Directive:
Please output the entries below from the line that contains "Question. Point out each instance of the dormer" through the final line, reproduced exactly and alone.

-----

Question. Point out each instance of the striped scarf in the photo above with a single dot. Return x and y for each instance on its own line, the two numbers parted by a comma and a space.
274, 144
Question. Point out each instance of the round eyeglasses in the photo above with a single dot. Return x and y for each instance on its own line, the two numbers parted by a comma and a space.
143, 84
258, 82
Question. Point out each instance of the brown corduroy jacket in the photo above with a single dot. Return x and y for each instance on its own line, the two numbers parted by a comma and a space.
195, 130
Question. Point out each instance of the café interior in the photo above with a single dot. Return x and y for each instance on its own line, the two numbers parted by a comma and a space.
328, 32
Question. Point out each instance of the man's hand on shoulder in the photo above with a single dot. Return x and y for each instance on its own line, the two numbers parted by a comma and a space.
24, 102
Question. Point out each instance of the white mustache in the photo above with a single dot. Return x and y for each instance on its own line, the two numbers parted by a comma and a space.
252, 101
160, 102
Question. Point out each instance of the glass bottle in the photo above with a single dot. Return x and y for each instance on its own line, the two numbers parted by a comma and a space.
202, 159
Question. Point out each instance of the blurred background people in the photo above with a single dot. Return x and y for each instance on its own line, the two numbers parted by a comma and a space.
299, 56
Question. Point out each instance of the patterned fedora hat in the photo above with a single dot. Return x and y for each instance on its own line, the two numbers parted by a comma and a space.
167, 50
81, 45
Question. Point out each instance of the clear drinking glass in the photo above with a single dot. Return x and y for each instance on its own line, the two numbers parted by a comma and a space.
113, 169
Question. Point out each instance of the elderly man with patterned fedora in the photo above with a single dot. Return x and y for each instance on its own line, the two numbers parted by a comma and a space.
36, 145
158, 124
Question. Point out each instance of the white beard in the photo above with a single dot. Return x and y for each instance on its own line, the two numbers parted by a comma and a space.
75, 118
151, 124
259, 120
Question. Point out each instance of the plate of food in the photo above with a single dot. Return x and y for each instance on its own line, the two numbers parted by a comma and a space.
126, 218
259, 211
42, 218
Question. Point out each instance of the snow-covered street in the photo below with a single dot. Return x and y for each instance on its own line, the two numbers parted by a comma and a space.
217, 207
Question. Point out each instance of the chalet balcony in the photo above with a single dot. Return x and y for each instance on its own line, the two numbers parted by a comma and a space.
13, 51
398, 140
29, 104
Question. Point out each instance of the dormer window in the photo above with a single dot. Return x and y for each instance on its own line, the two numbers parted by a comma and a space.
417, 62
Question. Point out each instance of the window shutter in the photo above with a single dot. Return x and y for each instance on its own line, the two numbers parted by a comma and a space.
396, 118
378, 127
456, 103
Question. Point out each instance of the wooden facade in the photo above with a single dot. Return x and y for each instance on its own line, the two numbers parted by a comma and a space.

-----

Response to the task:
Question. Point out each instance of the dormer window in the photo above with a single dot. Return x and y for each instance on its own line, the two numbers parted by a comma and a space.
417, 62
Question. Point out each instance of the window shutter in the photo above with a single dot. Return x and y for each instance on its own line, the two numbers parted by a comma and a space.
396, 118
378, 127
456, 103
Question. Point out each instance of the wooden facade in the photo above with a single dot. Return x and y for each instance on its own line, the two numbers parted by a comma and a space.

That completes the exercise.